::: Data rows :::
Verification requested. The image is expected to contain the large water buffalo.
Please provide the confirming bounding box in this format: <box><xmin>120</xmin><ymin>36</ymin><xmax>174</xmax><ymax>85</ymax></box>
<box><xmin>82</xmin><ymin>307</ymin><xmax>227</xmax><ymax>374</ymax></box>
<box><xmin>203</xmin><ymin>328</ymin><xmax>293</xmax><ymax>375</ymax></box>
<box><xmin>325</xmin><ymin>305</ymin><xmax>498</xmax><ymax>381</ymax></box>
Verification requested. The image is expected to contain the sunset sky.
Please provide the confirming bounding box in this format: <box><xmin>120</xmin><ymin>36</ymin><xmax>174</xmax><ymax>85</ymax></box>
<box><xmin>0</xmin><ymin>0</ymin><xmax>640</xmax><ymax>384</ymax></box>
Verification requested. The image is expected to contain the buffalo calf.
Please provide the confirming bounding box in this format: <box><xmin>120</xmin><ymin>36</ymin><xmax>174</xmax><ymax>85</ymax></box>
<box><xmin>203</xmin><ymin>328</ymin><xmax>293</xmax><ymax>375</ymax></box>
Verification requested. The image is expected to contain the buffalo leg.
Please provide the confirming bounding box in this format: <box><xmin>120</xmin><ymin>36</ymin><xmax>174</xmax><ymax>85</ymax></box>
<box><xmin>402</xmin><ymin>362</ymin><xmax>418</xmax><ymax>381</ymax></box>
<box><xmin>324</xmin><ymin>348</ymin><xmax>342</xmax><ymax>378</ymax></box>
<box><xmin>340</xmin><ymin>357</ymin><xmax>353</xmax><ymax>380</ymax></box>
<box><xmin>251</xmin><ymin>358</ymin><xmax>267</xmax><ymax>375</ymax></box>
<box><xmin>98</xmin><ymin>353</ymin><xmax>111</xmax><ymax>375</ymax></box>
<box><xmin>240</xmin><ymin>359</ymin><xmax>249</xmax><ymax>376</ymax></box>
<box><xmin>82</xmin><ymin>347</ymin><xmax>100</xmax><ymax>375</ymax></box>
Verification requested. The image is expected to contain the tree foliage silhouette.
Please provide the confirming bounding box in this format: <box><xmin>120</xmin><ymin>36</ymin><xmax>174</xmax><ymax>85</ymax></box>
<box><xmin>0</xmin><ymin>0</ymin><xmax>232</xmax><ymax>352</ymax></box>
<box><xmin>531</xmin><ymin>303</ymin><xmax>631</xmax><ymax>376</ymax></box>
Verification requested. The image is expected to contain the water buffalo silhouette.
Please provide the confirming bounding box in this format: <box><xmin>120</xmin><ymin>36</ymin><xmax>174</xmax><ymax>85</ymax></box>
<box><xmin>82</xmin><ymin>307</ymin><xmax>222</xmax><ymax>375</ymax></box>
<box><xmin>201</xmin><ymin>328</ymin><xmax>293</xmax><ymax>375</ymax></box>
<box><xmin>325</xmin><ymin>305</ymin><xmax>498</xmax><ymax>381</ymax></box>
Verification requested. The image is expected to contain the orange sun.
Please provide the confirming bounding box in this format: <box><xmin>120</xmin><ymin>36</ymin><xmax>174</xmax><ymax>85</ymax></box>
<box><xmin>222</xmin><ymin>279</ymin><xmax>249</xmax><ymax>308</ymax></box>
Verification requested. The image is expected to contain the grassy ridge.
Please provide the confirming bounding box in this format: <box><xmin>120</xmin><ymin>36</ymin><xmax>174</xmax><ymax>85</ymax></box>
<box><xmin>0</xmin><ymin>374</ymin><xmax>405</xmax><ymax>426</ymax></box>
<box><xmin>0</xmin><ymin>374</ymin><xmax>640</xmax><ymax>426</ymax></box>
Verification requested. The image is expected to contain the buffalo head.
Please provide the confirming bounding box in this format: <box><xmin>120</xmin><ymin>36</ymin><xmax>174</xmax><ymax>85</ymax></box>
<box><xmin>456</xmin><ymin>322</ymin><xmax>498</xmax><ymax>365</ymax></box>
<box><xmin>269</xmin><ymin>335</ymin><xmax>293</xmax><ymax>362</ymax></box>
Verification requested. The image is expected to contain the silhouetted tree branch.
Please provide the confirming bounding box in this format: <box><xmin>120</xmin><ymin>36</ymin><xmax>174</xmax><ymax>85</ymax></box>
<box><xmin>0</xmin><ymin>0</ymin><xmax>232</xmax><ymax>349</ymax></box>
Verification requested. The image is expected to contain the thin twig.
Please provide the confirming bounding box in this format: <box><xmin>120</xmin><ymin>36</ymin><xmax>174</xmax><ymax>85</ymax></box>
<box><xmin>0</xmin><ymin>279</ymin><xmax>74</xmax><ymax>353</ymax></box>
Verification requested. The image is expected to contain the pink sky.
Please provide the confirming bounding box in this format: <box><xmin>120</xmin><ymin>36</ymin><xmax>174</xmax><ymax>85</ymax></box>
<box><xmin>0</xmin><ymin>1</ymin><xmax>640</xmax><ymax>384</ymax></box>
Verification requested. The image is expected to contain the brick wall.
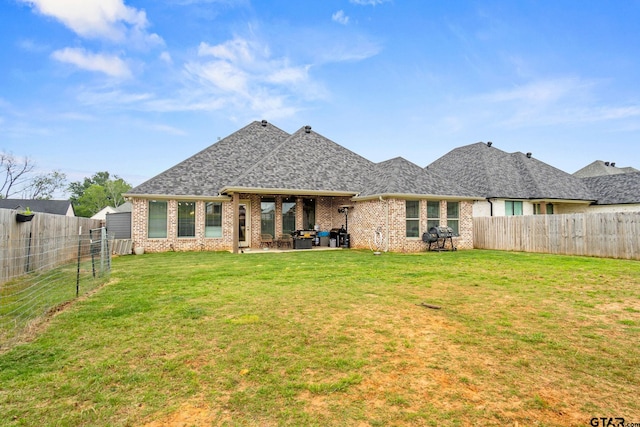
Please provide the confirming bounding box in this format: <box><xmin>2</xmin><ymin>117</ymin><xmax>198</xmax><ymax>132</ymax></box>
<box><xmin>131</xmin><ymin>194</ymin><xmax>473</xmax><ymax>252</ymax></box>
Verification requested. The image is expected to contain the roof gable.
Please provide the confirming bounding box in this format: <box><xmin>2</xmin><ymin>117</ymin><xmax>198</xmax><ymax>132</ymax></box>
<box><xmin>582</xmin><ymin>172</ymin><xmax>640</xmax><ymax>205</ymax></box>
<box><xmin>426</xmin><ymin>142</ymin><xmax>595</xmax><ymax>200</ymax></box>
<box><xmin>573</xmin><ymin>160</ymin><xmax>640</xmax><ymax>178</ymax></box>
<box><xmin>360</xmin><ymin>157</ymin><xmax>473</xmax><ymax>197</ymax></box>
<box><xmin>228</xmin><ymin>126</ymin><xmax>373</xmax><ymax>194</ymax></box>
<box><xmin>127</xmin><ymin>121</ymin><xmax>289</xmax><ymax>196</ymax></box>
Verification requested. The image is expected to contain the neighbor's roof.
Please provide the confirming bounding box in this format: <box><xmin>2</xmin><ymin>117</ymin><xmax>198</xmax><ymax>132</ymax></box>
<box><xmin>573</xmin><ymin>160</ymin><xmax>640</xmax><ymax>178</ymax></box>
<box><xmin>0</xmin><ymin>199</ymin><xmax>73</xmax><ymax>215</ymax></box>
<box><xmin>426</xmin><ymin>142</ymin><xmax>596</xmax><ymax>201</ymax></box>
<box><xmin>359</xmin><ymin>157</ymin><xmax>477</xmax><ymax>198</ymax></box>
<box><xmin>582</xmin><ymin>172</ymin><xmax>640</xmax><ymax>205</ymax></box>
<box><xmin>127</xmin><ymin>121</ymin><xmax>472</xmax><ymax>197</ymax></box>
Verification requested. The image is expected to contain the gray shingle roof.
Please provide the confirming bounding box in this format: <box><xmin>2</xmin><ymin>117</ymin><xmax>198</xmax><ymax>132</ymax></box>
<box><xmin>359</xmin><ymin>157</ymin><xmax>474</xmax><ymax>197</ymax></box>
<box><xmin>426</xmin><ymin>142</ymin><xmax>595</xmax><ymax>200</ymax></box>
<box><xmin>573</xmin><ymin>160</ymin><xmax>640</xmax><ymax>178</ymax></box>
<box><xmin>127</xmin><ymin>121</ymin><xmax>289</xmax><ymax>196</ymax></box>
<box><xmin>582</xmin><ymin>172</ymin><xmax>640</xmax><ymax>205</ymax></box>
<box><xmin>228</xmin><ymin>127</ymin><xmax>374</xmax><ymax>194</ymax></box>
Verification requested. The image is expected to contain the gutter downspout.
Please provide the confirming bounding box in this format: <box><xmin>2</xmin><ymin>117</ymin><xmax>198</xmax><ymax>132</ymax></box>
<box><xmin>378</xmin><ymin>196</ymin><xmax>389</xmax><ymax>252</ymax></box>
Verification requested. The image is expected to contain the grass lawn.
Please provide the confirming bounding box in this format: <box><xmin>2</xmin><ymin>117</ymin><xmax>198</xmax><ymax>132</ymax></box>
<box><xmin>0</xmin><ymin>250</ymin><xmax>640</xmax><ymax>427</ymax></box>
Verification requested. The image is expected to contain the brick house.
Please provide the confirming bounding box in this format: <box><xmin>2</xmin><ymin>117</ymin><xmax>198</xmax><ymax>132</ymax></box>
<box><xmin>125</xmin><ymin>120</ymin><xmax>481</xmax><ymax>252</ymax></box>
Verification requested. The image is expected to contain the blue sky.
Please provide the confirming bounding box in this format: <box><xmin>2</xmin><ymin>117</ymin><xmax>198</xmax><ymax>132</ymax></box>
<box><xmin>0</xmin><ymin>0</ymin><xmax>640</xmax><ymax>191</ymax></box>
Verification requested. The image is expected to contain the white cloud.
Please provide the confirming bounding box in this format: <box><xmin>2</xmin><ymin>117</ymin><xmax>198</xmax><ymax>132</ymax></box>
<box><xmin>349</xmin><ymin>0</ymin><xmax>391</xmax><ymax>6</ymax></box>
<box><xmin>469</xmin><ymin>77</ymin><xmax>640</xmax><ymax>128</ymax></box>
<box><xmin>331</xmin><ymin>10</ymin><xmax>349</xmax><ymax>25</ymax></box>
<box><xmin>180</xmin><ymin>37</ymin><xmax>322</xmax><ymax>118</ymax></box>
<box><xmin>159</xmin><ymin>51</ymin><xmax>173</xmax><ymax>64</ymax></box>
<box><xmin>51</xmin><ymin>47</ymin><xmax>131</xmax><ymax>79</ymax></box>
<box><xmin>21</xmin><ymin>0</ymin><xmax>163</xmax><ymax>46</ymax></box>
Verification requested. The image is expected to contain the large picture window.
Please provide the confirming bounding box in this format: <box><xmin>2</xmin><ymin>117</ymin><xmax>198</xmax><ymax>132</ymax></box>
<box><xmin>447</xmin><ymin>202</ymin><xmax>460</xmax><ymax>236</ymax></box>
<box><xmin>282</xmin><ymin>199</ymin><xmax>296</xmax><ymax>234</ymax></box>
<box><xmin>204</xmin><ymin>202</ymin><xmax>222</xmax><ymax>237</ymax></box>
<box><xmin>427</xmin><ymin>200</ymin><xmax>440</xmax><ymax>230</ymax></box>
<box><xmin>148</xmin><ymin>200</ymin><xmax>167</xmax><ymax>239</ymax></box>
<box><xmin>504</xmin><ymin>200</ymin><xmax>522</xmax><ymax>216</ymax></box>
<box><xmin>260</xmin><ymin>199</ymin><xmax>276</xmax><ymax>237</ymax></box>
<box><xmin>406</xmin><ymin>200</ymin><xmax>420</xmax><ymax>237</ymax></box>
<box><xmin>178</xmin><ymin>202</ymin><xmax>196</xmax><ymax>237</ymax></box>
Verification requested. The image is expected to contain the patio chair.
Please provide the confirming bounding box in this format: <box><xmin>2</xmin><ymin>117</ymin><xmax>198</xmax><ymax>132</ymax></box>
:::
■ Exercise goal ■
Count the lines of the records that contain the string "buffalo", treating uppercase and lowercase as different. Give only the number.

■ Written response ■
5